─── Excerpted passage ───
Author : Johan Uytterschaut
One sometimes wonders if the novels by Sir Walter Scott still succeed in triggering the imagination of the modern person of culture, with their somewhat dilapidated heroic-dramatic stories about ruthless villains and their frail victims of the female sex (which still existed at the time). Well, I think it is very simple: a person of culture worthy of the name looks right through the décor of late 18th century curls and ruches, and sees looming out of time a young woman being, by circumstances, reduced to defencelessness against the intrigues of her worthless rake of a brother. After all, Donizetti didn’t write his opera during the late 18th century either. Since the iconic interpretation of the Mozart-Da-Pontetrilogy by Peter Sellars in the eighties, hardly anyone is startled nowadays by the fact that strictly “loyal” renditions on the opera stage are being put more and more in perspective. Leaving aside museum-like phenomena like the theatre in Drottningholm (which is rather a kind of a moving version of Madame Tussauds collection), most opera houses have gone to work transposing original dramaturgy to renewing productions of a relevant value. That, of course, requires a director who knows his trade. All too often that requirement falters lamentably, resulting in a so called “new” approach which turns out to be hermetic, far fetched or irrelevant. That notwithstanding the fact that dramaturgical teams have been disposing for some time of a valuable paradigm to bring this process to a good end. They work with a framework of three spatiotemporal dimensions: 1) the original situation of the story, 2) the age wherein the music was composed and 3) the time period wherein the production is being put on the stage. The question is how to find a balance between those three dimensions. Which, in turn, doesn’t mean they have to come to a weighed percentage of three times one third; that would be theoretically possible, but in practice it would hardly ever work out. In fact, their work mostly boils down to respecting the development of the story and its characters and the score, but that doesn’t have to prevent the bias of our time and our society penetrating the whole and exercising its influence. This way the redundant elements of the drama are being duly refreshed.
In doing that, the Australian director Simon Stone succeeded wonderfully well. In his version of Donizetti’s evergreen for the New York Met, he transplants the clan rivalry between the Lammermoors and the Ravenswoods from late 18th century Scotland to America around the Great Lakes in our own age, with some most clever pointers showing that this society has been snagging into a worn-down past. Lucia’s mental instability is here being caused by the drug addiction she is fighting off: the story in which she divulges the background of the present clan war (Regnava nel silenzio) follows her methadone dose she just collected at the pharmacist’s. On the other hand, her biotope is a village community of rusty old-timers the villagers occupy in the drive-in movie theatre to watch the 1947 comedy “My favorite brunette”. It follows suit that this approach doesn’t allow the looker-on to snuggle down in his favourite arm chair with a kind of a “well, whatever” feel good experience: this IS happening here and now, the problem is there, young lives DO get lost in a torn apart social fabric of a society preaching unhinged egoism. The doubling of the stage happening, by a combination of recorded and live taped projection pulls the drama even closer by (the tragic anti heroin Lulu springs to mind). All this being enlarged within the context of Italian belcanto and early romantic drama? Well, this is theatre, after all.
─── Supplied material ───
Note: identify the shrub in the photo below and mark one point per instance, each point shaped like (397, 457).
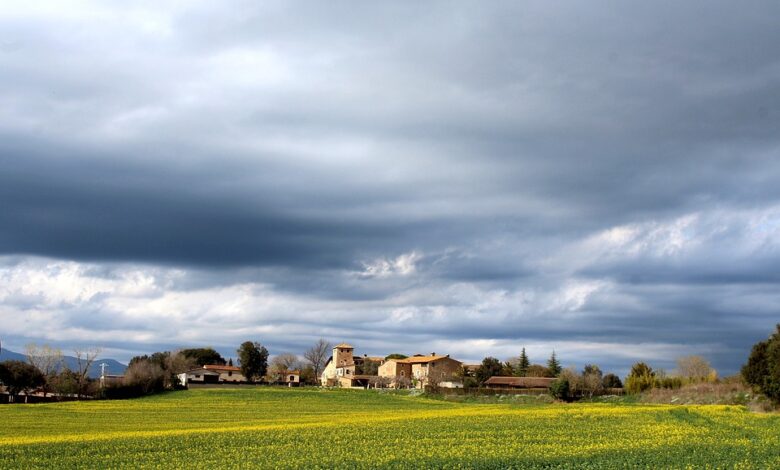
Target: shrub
(559, 389)
(762, 370)
(611, 381)
(641, 378)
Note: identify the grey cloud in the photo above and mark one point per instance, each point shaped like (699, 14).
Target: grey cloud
(289, 145)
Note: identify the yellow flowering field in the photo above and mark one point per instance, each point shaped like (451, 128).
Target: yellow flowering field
(312, 428)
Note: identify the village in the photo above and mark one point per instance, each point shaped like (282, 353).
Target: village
(344, 369)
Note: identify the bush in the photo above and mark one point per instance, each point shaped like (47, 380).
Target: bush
(611, 381)
(762, 370)
(559, 389)
(640, 379)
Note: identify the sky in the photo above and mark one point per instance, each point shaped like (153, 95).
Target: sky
(462, 178)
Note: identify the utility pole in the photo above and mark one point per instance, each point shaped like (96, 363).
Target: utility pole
(103, 366)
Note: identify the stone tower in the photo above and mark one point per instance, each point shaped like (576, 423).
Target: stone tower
(342, 354)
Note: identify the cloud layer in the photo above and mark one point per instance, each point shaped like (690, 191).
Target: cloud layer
(604, 182)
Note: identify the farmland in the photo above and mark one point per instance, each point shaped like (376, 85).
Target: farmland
(270, 427)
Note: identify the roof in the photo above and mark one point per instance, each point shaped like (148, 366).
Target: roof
(202, 371)
(424, 359)
(220, 367)
(372, 358)
(521, 382)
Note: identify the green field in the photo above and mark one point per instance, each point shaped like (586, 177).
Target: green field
(267, 427)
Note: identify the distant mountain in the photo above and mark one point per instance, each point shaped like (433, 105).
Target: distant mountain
(113, 367)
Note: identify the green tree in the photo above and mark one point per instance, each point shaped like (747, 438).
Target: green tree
(538, 370)
(523, 364)
(18, 376)
(762, 370)
(554, 366)
(592, 383)
(204, 356)
(611, 381)
(253, 359)
(559, 389)
(641, 378)
(490, 367)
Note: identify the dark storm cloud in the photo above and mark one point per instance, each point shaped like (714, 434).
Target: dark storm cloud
(517, 171)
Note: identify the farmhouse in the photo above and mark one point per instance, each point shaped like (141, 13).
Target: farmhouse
(291, 378)
(343, 369)
(346, 370)
(227, 374)
(212, 374)
(199, 376)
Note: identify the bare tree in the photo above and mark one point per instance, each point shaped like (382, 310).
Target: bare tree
(284, 362)
(84, 359)
(175, 364)
(317, 355)
(694, 369)
(46, 359)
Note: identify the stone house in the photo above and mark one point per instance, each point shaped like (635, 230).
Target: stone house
(425, 370)
(199, 376)
(227, 374)
(344, 369)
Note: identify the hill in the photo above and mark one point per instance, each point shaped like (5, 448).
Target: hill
(113, 366)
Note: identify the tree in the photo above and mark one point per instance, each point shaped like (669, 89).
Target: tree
(18, 376)
(308, 376)
(253, 358)
(507, 369)
(284, 362)
(574, 379)
(611, 381)
(490, 367)
(553, 365)
(521, 370)
(84, 359)
(695, 369)
(317, 355)
(538, 370)
(46, 359)
(204, 356)
(592, 380)
(762, 370)
(641, 378)
(559, 389)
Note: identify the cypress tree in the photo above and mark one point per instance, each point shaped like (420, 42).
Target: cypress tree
(523, 364)
(553, 365)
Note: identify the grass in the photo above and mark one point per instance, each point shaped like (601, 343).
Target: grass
(267, 427)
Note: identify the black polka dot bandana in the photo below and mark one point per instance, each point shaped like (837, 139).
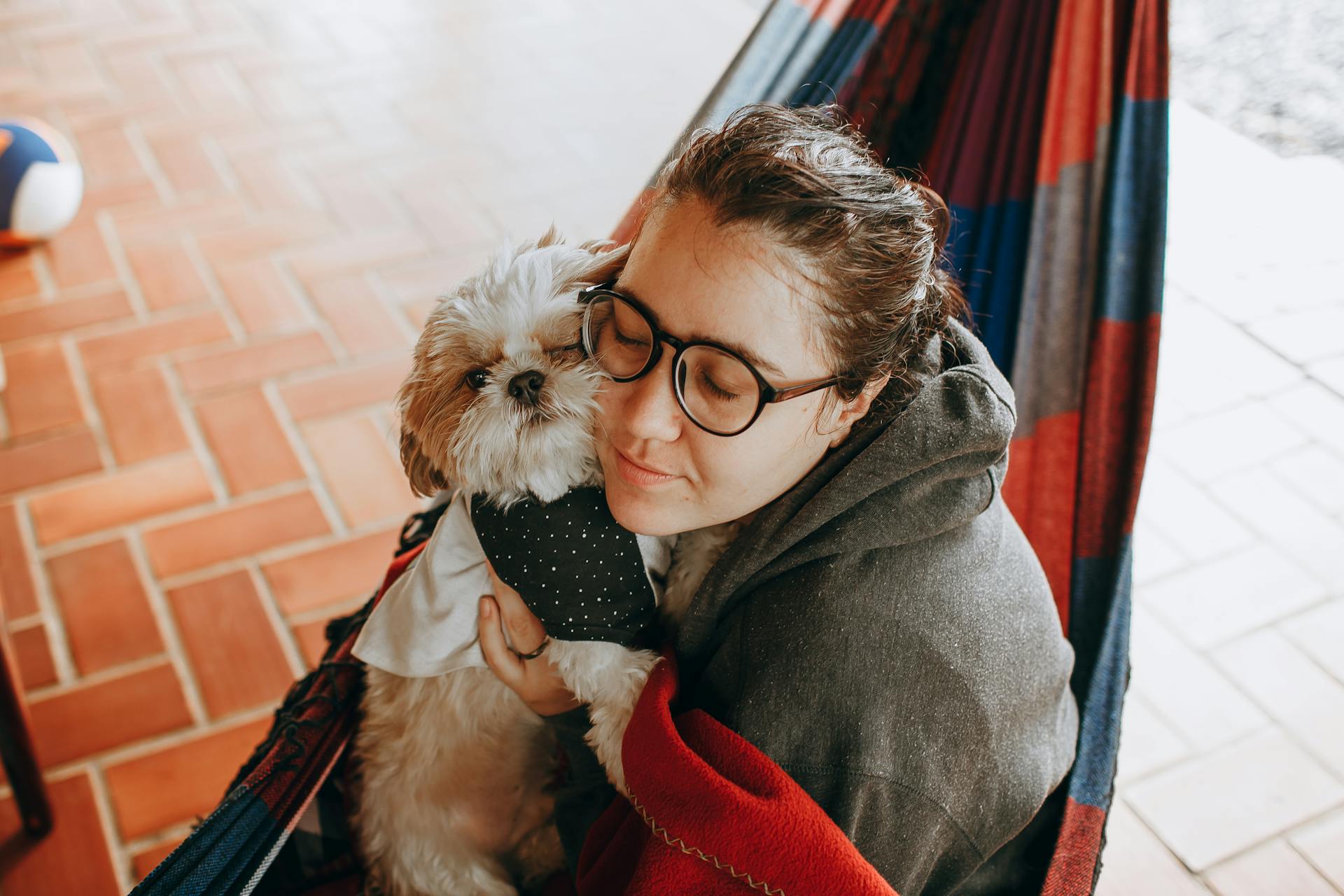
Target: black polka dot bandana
(574, 566)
───
Aim of the task :: Resume the review of Simon Stone's Donizetti production at the Met, picking up after its final sentence.

Response to this exercise ::
Such an ambitious and valuable production earns nothing less than a top cast, and the Met didn’t miss the rendezvous. The triangle Lucia-Enrico-Edgardo is quality at its best. We know Javier Camarena from a few Rossini and Donizetti productions, where he impressed us with his seemingly effortless high tenor tessitura and an expert dramatic rendition. These qualities come in handy at this occasion. Especially in the final scene, Edgardo’s part is written in a painfully high tessitura. We have witnessed more than one “star” grappling with this scene to the point of becoming painful indeed. Not so in Camarena’s case: he showed more than sufficient grip on his “alma innamorata” to add a plausibly tragic colour to it.
Artur Ricinsky’s baritone is of a rarely combined force and directness. What he does in this part is simply marvellous. And on top of that bullion substrate he is acting with regular flashes of absolute class.
We are not altogether happy with Christian Van Horn’s Raimondo. He was asked to substitute last minute for an ailing Matthew Rose, which is always tricky business. Taking that in consideration, we were still disappointed by a lack of vocal focus, resulting in a often hollow, colourless tone quality. Pity.
Last but not least, there is Nadine Sierra’s incomparable Lucia. Astounding. Everything is there: a young woman worth dying for, absolutely convincing in the quirks of her battle against surroundings wanting to let her serve their traditions, a voice like a ripe peach, and a seldom heard vocal perfection. If nothing else, the madness scene (lasting some 20 minutes), interchanging fragile lyricism with breath taking virtuosity, proves her consummate professionalism. Her rendition is – literally – spotless. She is taking on Violetta in La Traviata next season: something to look forward to with more than average attention.
Nothing but quality and expertise in the smaller parts of this production. And finally, Riccardo Frizza is a very fine conductor, allowing this show to be presented as first class.